**DIRECTIONS FOR THIS TASK**: Print the listing in its entirety and exactly, leaving out images.

(Lines of data)
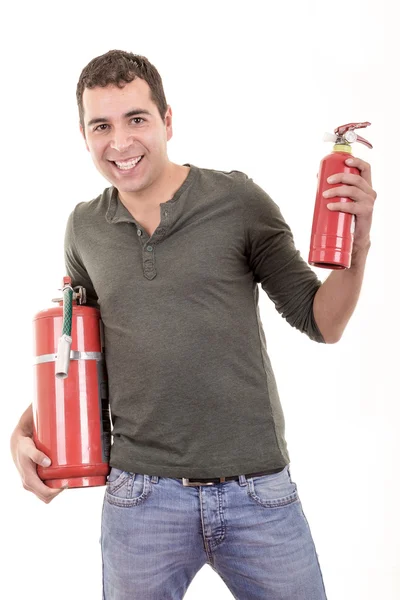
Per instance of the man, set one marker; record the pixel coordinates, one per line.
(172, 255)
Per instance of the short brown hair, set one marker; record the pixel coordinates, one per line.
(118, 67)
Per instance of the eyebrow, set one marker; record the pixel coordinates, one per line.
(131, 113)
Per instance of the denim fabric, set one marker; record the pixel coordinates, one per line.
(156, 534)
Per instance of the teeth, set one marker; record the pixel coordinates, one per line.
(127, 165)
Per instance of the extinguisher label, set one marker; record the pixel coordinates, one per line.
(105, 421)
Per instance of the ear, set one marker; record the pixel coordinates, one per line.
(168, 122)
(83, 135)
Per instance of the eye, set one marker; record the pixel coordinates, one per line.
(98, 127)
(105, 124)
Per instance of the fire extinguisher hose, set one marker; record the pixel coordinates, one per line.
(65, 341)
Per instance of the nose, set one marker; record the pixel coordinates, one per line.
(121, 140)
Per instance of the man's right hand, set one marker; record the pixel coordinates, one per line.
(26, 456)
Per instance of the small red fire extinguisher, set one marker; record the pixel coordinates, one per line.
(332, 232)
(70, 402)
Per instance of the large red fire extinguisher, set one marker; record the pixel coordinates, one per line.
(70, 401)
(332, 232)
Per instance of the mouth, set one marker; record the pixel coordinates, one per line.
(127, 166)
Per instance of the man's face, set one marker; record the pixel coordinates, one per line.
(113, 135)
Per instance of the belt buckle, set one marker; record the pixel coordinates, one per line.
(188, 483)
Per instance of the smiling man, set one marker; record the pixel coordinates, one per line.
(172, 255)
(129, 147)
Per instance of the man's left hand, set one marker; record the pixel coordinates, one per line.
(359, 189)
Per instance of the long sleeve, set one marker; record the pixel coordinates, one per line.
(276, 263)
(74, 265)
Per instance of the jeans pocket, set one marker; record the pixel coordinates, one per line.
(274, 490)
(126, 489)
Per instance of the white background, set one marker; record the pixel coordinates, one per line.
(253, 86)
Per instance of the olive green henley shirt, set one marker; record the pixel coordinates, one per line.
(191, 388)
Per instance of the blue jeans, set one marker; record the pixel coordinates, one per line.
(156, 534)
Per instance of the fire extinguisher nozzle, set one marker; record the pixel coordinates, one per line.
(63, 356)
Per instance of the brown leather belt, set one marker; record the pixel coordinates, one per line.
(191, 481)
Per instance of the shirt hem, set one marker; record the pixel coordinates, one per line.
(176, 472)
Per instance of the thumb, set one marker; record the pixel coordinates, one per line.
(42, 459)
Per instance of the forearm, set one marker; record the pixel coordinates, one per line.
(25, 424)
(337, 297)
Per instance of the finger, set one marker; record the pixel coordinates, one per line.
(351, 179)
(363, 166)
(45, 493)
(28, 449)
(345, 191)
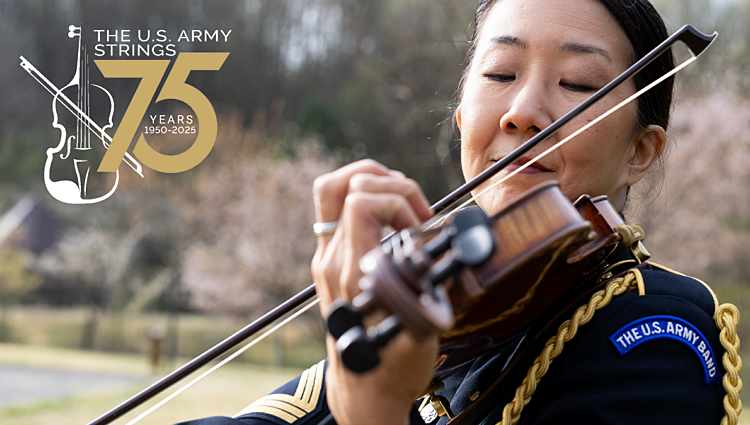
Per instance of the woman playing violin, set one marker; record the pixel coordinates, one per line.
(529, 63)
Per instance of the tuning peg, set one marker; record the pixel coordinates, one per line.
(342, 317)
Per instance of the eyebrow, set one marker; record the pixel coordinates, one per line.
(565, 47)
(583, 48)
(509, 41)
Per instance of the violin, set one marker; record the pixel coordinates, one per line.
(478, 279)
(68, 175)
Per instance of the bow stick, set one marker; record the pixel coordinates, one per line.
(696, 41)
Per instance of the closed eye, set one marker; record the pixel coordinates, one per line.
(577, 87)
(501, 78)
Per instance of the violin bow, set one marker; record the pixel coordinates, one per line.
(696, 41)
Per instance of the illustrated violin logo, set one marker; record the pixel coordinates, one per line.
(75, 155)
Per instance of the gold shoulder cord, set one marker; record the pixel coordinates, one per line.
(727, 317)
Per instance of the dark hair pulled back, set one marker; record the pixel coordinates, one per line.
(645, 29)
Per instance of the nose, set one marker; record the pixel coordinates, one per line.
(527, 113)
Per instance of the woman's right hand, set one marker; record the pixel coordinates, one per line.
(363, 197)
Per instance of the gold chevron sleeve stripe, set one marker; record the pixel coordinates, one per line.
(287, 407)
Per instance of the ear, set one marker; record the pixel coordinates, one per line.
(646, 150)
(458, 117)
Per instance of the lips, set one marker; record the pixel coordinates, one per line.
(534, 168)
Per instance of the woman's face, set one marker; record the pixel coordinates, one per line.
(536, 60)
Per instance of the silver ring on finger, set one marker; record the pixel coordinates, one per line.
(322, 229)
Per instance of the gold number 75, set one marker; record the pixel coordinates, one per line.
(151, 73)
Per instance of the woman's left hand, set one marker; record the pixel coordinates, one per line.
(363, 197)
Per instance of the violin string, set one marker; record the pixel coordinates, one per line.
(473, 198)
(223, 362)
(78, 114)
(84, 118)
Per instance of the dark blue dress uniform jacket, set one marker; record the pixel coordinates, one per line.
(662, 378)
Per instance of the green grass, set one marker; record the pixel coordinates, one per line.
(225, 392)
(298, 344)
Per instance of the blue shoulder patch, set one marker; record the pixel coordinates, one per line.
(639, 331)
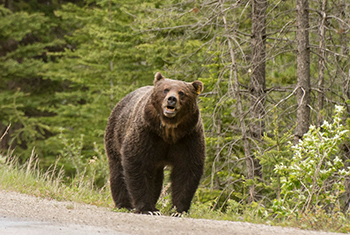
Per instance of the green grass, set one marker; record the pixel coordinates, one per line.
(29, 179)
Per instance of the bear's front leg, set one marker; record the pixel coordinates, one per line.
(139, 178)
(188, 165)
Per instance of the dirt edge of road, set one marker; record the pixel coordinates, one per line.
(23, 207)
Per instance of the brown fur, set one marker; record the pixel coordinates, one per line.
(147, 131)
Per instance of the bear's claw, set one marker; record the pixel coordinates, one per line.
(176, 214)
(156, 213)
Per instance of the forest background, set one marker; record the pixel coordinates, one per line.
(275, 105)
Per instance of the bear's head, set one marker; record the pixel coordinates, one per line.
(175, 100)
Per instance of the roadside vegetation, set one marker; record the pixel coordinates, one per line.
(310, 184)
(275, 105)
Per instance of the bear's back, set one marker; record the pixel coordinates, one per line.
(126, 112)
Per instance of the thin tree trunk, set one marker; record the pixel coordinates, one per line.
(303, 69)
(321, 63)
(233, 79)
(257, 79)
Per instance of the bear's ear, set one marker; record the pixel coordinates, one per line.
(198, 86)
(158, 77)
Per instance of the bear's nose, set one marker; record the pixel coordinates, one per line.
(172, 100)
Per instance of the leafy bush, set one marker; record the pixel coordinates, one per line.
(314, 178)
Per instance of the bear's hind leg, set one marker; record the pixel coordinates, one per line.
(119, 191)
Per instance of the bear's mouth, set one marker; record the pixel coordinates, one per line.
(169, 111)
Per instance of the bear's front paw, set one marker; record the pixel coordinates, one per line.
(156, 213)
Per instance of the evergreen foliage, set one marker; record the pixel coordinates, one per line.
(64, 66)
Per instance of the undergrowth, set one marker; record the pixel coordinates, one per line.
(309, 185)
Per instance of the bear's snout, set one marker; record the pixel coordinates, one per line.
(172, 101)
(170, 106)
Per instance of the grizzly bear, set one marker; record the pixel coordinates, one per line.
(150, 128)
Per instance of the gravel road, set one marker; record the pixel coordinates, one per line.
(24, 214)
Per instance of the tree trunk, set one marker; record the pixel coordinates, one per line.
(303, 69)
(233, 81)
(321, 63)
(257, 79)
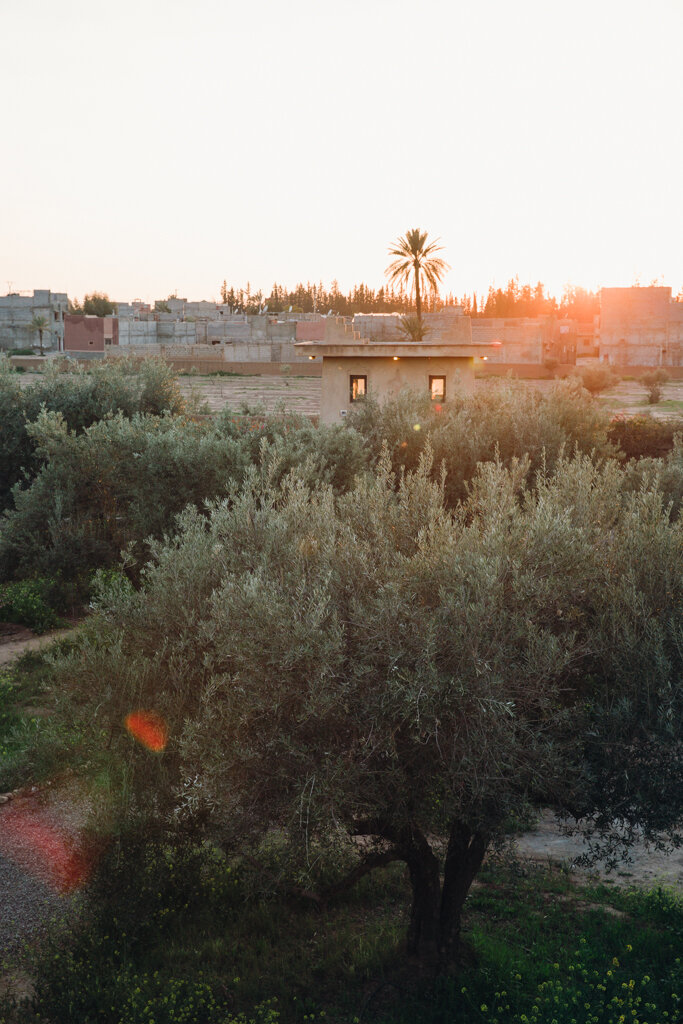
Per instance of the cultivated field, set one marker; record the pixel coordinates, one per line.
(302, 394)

**REPLY**:
Per instance of the man, set one marker; record the pixel coordinates, one per line.
(172, 255)
Per instance of the short brown hair, set one marker; record the pixel coordinates, one per line.
(118, 67)
Per instance of the eyebrow, set one marker; record the pixel coordinates, one per line.
(131, 113)
Per instance of the denim fabric, set one marker; record the pixel coordinates, one per line.
(156, 534)
Per instance of the teeth, set one marker; record the pixel coordinates, one per line.
(127, 165)
Per instance of the extinguisher label, set one marker; record the pixel coordinates, one per line.
(105, 421)
Per instance of the ear, set one marker; record the pixel coordinates, one per line.
(168, 122)
(83, 135)
Per instance of the eye, set one marker; record the pixel coordinates, one per line.
(98, 127)
(105, 124)
Per instance of the fire extinguisher hose, set one marker; record the pixel coordinates, one per line.
(65, 341)
Per instance of the nose, set one marker; record the pixel coordinates, one per line.
(121, 140)
Per instance of the man's right hand, set one marker; record the pixel coordinates, one per line.
(26, 456)
Per instance of the small red fire extinguisher, set one marker; record the pixel coordinates, one per line.
(332, 232)
(70, 402)
Per instance of the large red fire extinguisher, set one marker; record the pixel coordinates, one per line.
(70, 401)
(332, 232)
Per instance of the mouth, set one marker; record the pixel coordinates, one per line.
(127, 166)
Per instance of the man's face, set one marker; record the pixel coordinates, one per line.
(113, 135)
Per instance of the belt buckle, set one marker; record the pixel coordinates, one per line.
(188, 483)
Per instance of the smiling man, set one marker; record the pixel coordinates, one per line.
(172, 255)
(129, 147)
Per instance of the man's left hand, set one marker; record the pixel coordinates, one per line.
(359, 189)
Per instance of the long sleeve, set one marker; record the pixel coordinates, one per line.
(276, 263)
(74, 265)
Per instance of the jeans pocket, set one marker; record the pixel coordinates, one per line.
(274, 490)
(126, 489)
Per instance of the white background, set one marker; record the pixel coordinates, one per line.
(253, 86)
Per instance of the olive green henley shirt, set one marker; record the pixel coordinates, one per line.
(191, 388)
Per instance of the blue jeans, set one marker; record the pixel coordinates, one per line.
(156, 534)
Per instance of the fire extinguisher nozzle, set one marker; record the pixel coordinates, one per line.
(63, 356)
Per instance of the brown leather belt, set one marker; record the pixel coordinates, one per line.
(191, 481)
Per instance of the shirt hem, set one marker; record the pixel coordinates, one per line.
(176, 472)
Per instance of the thumb, set one marker; record the pixel coordinates, one per line.
(42, 459)
Per instance of the forearm, set one marker; record the pixel coordinates, one per line.
(25, 424)
(337, 297)
Per instance of the finger, set one marker; record the pixel coordinates, one per line.
(351, 179)
(363, 166)
(45, 493)
(28, 449)
(345, 191)
Per instance of the woman playing violin, set one marker; record the pixel coordinates, one per line.
(529, 63)
Per instance of the tuning peg, set one marker; record the pixel coordinates, one per line.
(342, 317)
Per instance of the eyebrow, set one marker; record the pixel coordinates, one per line.
(565, 47)
(583, 48)
(509, 41)
Per instance of the violin, set one marker; record the pixel coordinates, one per line.
(478, 279)
(68, 175)
Per instance of the bow stick, set one marker; record the pixel coordinates, one per line.
(696, 41)
Per instance of the closed eye, set one marker; record the pixel coordinates, one per line.
(577, 87)
(501, 78)
Per instance of the violin bow, set one marker; record the pixel coordinates, one per line.
(696, 41)
Per instance of the illustrated violin logo, set one marker; record the pixel coordinates, one per line.
(75, 155)
Per instance of the gold shoulder cord, set one marker; record the pixel coordinates, one per line.
(727, 317)
Per instance of the dark hair pulled back, set one marker; record the pixel coordinates, one per line.
(645, 29)
Per instance of the nose, set one marker; record the pixel coordinates, one per line.
(527, 113)
Per instance of the woman's right hand, set one marker; record the pixel coordinates, one per line.
(363, 197)
Per instance of the gold chevron sleeve stripe, set one marker; record the pixel coordinates, one per line.
(287, 407)
Per instance of the ear, set one marker; record the pixel coordinates, one per line.
(646, 150)
(458, 117)
Per instance of the lips, set one marker; record the pixel coordinates, one per line.
(534, 168)
Per instance of the woman's face, set one marker; record the pixel coordinates, one per line.
(536, 60)
Per instance of the silver ring on finger, set one marker; record the pixel coordinates, one per line.
(322, 229)
Per instance of the gold number 75, set one marker; record the pixel coordinates, one per line.
(151, 73)
Per instance of the woman's left hand, set one marker; record the pixel coordinates, one per line.
(363, 197)
Per instance of the violin string, set one marker; record the pixel coordinates, one per line.
(473, 198)
(223, 362)
(78, 114)
(84, 118)
Per instance of the dark blue dress uniform jacket, set one marker; record the pixel coordinates, one per line.
(662, 378)
Per instance of the green grass, set one marker; record the pixel coordinates, one per line.
(225, 392)
(298, 344)
Per instance of the blue shoulder patch, set one marker; record the pixel coordinates, one per line.
(639, 331)
Per instance of the green grass, set one marker; record the pixel coordinates, one per line.
(29, 179)
Per instance of the bear's front leg, set one marker; record the pixel coordinates, one per line.
(139, 178)
(188, 165)
Per instance of the dirt edge of road, set one marker; record the pixel coordinates, one per line.
(23, 207)
Per instance of the brown fur, set one marker; record the pixel coordinates, one per line.
(147, 131)
Per instance of the bear's claw, set one marker; record the pixel coordinates, one per line.
(176, 214)
(156, 213)
Per instance of the forest background, set one marker; record the pixel coordinates, one per line.
(275, 105)
Per instance of the bear's head, set one marker; record the pixel coordinates, one per line.
(175, 100)
Per instance of the roadside vegetation, set one marker; record the pixel coordinates, one per line.
(310, 184)
(275, 105)
Per instance of the bear's back, set one marker; record the pixel coordinates, one per line.
(126, 112)
Per instance of the thin tree trunk, set one marker; record the pixel coordinates, one per line.
(303, 69)
(321, 63)
(233, 79)
(257, 79)
Per instance of the bear's ear, set one marker; record the pixel coordinates, one per line.
(198, 86)
(158, 77)
Per instance of the bear's nose, set one marker; record the pixel coordinates, one per line.
(172, 100)
Per instance of the leafy bush, set one marker; record the pixel coordinates, one per line.
(314, 178)
Per instance of the bear's hind leg, set one marker; record the pixel coordinates, one per line.
(119, 191)
Per instance of the bear's mouth, set one marker; record the pixel coordinates, one per line.
(169, 111)
Per instance of the bear's front paw, set one marker; record the pixel coordinates, one per line.
(156, 213)
Per instance of the evergreen foliage, set one marker; record the pixel coordinates, one per line.
(64, 66)
Per instance of the undergrowth, set one marker; record the pixel coordinates, one per line.
(309, 185)
Per instance of the bear's snout, set one marker; record the pixel coordinates, one per line.
(172, 101)
(170, 106)
Per instance of the grizzly bear, set one marker; record the pixel coordinates, one per line.
(150, 128)
Per instance of the gravel road, set one marker; record the pixel coordinates, one per line.
(24, 214)
Per instance of the tree trunk, set one marker; record the pixel coordinates, one per line.
(303, 69)
(233, 81)
(321, 63)
(257, 79)
Per instance of the cultivated field, set one marker; record the pixel coordinates, one per line.
(302, 394)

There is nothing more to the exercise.